Strange isn’t it? We live in an age where the word news has become the most misleading of all words. News once meant the truth. You bought your morning paper or switched on your TV set, and you knew what you were getting was facts. Uncomfortable sometimes, yes, but truth nonetheless. Today? Well, today truth comes packaged, ribboned, and served with the flavour of whoever is paying the bill.
Which is why, as TV channels get bought over by political masters, the truth has quietly shifted. It has packed its little suitcase, left the TV studios, and sneaked into the laptops and mobile phones of millions. There, in small YouTube channels, in independent podcasts, in the determined voices of individuals who don’t have billionaire owners breathing down their necks—you suddenly hear honesty again.
And strangely, it feels refreshing.
Of course, some old-timers don’t always see it that way. “But I bought a 56-inch television!” they say. “How can I not watch news on it?” Like someone buying a grand dining table only to realize they just need a table for two. Truth is no longer being served on silver platters with dramatic music and ‘Breaking News!’ headlines. It’s spoken in low-key voices, sometimes grainy, sometimes stammering—but real.
And isn’t that what matters? Because when you hear a paid anchor yelling into the camera, don’t you sometimes wonder, “Why is he so angry at me?” No, he’s not angry at all. He’s just performing—reading the script handed down by his masters.
Please understand-the louder the noise, the less the truth. The calmer the tone, the greater the honesty.

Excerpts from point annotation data
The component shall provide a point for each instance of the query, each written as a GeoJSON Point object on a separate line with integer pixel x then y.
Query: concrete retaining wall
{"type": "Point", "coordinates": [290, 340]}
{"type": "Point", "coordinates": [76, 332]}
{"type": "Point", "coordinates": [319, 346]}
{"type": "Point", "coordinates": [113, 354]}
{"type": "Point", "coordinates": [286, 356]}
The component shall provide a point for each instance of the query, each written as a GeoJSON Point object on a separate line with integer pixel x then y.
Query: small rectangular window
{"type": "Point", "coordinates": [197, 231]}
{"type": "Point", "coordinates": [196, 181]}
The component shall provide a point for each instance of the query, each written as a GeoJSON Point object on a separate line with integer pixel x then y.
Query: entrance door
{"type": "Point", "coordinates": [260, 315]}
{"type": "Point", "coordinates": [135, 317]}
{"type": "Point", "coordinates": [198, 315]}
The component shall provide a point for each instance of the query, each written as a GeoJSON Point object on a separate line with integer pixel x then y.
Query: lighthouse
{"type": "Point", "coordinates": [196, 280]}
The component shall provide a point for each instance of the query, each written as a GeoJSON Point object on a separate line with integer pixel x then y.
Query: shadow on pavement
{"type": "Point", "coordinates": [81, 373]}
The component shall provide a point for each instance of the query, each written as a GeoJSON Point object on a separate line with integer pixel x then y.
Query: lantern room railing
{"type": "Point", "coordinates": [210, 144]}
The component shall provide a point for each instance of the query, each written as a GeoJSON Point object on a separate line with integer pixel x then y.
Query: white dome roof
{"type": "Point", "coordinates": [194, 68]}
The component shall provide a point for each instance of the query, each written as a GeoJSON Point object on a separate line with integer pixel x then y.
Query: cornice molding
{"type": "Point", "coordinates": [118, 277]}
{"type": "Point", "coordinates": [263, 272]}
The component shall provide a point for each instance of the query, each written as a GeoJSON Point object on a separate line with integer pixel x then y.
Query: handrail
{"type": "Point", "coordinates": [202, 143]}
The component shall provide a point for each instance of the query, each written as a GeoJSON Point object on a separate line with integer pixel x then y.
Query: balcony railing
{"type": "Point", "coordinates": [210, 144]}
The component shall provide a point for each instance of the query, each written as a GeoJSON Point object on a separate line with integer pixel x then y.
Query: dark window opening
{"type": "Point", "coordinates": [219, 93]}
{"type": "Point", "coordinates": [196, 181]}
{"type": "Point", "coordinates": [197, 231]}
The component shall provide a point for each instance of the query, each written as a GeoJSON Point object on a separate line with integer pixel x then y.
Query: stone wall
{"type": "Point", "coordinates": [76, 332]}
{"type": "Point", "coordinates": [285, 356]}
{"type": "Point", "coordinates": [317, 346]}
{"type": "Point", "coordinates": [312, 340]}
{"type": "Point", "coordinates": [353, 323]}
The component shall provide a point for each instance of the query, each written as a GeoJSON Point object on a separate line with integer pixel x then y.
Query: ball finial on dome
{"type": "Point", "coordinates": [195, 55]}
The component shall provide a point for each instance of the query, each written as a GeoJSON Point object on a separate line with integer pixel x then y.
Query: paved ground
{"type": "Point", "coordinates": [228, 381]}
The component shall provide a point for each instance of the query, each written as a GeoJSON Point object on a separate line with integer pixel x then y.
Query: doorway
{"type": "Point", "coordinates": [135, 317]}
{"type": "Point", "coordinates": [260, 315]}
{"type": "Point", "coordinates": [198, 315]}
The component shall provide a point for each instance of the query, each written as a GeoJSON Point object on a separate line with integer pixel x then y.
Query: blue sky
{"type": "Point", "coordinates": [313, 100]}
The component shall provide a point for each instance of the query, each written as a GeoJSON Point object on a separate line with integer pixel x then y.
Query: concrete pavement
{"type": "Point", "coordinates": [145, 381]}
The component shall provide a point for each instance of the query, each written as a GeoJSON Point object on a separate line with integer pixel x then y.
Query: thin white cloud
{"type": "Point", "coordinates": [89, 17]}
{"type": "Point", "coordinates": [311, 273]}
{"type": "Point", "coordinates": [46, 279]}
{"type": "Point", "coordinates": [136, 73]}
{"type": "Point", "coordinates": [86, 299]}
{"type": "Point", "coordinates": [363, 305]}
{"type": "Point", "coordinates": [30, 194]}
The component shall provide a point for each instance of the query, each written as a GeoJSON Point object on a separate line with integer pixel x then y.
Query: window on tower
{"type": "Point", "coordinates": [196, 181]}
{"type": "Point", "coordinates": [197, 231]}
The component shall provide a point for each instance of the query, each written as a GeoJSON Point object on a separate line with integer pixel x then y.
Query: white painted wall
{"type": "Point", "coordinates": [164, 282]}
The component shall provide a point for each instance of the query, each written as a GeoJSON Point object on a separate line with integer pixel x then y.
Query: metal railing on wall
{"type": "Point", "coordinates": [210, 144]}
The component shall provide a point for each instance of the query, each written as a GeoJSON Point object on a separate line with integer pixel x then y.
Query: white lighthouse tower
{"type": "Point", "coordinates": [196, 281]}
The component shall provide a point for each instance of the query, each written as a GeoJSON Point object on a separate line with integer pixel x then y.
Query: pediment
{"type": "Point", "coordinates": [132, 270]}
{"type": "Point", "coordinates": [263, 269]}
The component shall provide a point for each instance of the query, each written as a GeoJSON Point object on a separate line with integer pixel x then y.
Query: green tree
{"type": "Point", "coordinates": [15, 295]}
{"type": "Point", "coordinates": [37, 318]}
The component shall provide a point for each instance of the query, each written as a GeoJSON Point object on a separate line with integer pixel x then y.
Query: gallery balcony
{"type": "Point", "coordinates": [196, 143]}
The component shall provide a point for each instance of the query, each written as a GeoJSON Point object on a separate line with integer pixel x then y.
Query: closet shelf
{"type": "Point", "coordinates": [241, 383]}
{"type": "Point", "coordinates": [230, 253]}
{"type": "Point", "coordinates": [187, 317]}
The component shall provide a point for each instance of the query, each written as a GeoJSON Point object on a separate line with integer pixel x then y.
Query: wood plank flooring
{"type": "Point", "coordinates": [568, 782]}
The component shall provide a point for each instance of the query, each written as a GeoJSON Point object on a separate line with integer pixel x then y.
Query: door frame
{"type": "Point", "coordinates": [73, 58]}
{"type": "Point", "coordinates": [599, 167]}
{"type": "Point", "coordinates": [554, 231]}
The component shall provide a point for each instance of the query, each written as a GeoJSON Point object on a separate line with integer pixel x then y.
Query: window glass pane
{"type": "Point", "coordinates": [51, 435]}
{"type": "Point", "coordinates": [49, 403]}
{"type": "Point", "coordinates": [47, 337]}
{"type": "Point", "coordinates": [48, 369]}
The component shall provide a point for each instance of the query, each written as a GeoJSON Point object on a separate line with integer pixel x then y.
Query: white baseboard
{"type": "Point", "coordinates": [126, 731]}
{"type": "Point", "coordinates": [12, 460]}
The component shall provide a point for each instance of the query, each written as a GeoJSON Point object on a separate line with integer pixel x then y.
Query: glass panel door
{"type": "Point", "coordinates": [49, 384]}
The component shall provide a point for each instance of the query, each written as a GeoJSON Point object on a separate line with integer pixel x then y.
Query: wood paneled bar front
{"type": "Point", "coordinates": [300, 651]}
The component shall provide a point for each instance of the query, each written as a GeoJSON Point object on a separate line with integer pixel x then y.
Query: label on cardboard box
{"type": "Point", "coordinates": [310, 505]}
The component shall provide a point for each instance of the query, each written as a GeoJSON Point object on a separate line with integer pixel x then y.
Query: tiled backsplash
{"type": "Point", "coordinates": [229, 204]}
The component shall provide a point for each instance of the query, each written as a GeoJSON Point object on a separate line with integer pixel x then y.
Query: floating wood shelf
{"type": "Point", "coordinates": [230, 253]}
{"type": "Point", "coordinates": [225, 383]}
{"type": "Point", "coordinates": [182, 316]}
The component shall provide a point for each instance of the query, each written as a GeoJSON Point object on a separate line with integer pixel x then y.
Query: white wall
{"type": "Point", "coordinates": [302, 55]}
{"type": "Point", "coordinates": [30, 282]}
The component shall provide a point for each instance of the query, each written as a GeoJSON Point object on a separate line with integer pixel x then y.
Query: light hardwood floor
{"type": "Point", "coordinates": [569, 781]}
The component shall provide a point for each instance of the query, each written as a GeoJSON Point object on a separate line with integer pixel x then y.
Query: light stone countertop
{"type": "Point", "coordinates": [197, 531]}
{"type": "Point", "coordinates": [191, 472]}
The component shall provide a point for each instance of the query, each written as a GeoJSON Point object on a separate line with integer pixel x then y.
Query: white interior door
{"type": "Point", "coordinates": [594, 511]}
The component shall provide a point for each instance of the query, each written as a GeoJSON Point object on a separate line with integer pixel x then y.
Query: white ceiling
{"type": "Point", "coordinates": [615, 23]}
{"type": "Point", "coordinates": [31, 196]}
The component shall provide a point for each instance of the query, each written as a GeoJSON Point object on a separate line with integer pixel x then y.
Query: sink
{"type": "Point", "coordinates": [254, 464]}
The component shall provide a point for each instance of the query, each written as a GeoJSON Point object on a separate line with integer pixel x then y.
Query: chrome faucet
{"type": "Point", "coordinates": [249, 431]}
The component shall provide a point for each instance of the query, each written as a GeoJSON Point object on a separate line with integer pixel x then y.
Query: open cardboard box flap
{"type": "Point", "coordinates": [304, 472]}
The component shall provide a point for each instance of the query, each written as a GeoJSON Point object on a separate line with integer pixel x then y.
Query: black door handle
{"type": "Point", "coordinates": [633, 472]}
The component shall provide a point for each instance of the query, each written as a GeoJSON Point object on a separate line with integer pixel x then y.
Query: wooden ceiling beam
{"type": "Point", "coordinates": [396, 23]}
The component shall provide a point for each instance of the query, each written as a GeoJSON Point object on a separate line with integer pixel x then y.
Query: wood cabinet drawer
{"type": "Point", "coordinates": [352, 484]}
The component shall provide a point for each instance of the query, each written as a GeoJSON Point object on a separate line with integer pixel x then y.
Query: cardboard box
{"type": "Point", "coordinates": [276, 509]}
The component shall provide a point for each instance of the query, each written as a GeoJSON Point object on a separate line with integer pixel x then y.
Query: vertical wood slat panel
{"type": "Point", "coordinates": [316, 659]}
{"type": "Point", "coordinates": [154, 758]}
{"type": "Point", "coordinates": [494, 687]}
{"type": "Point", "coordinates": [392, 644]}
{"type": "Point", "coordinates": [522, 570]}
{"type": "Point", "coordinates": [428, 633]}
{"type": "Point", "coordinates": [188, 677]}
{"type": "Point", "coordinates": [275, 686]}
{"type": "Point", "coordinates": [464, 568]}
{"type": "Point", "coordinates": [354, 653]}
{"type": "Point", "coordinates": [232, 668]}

● Task instructions:
1. In the text on news and truth, the paragraph beginning "Which is why" names the places where honesty can be heard again. List each of them.
2. Condense the paragraph of the text on news and truth that opens with "Of course, some old-timers" into a short bulleted list that keeps its main points.
3. Reproduce the passage of the text on news and truth starting with "Of course, some" and going on through "greater the honesty.".
The records come from a separate source and are unrelated to the text on news and truth.

● Solutions:
1.
- Small YouTube channels
- Independent podcasts
- The determined voices of individuals who don't have billionaire owners breathing down their necks

2.
- Some old-timers don't see the shift the same way; they bought a 56-inch television and want to watch news on it.
- This is compared to buying a grand dining table and then realizing a table for two is all that's needed.
- Truth is no longer served on silver platters with dramatic music and "Breaking News!" headlines.
- Instead it is spoken in low-key voices, sometimes grainy or stammering, but real.

3.
Of course, some old-timers don’t always see it that way. “But I bought a 56-inch television!” they say. “How can I not watch news on it?” Like someone buying a grand dining table only to realize they just need a table for two. Truth is no longer being served on silver platters with dramatic music and ‘Breaking News!’ headlines. It’s spoken in low-key voices, sometimes grainy, sometimes stammering—but real.
And isn’t that what matters? Because when you hear a paid anchor yelling into the camera, don’t you sometimes wonder, “Why is he so angry at me?” No, he’s not angry at all. He’s just performing—reading the script handed down by his masters.
Please understand-the louder the noise, the less the truth. The calmer the tone, the greater the honesty.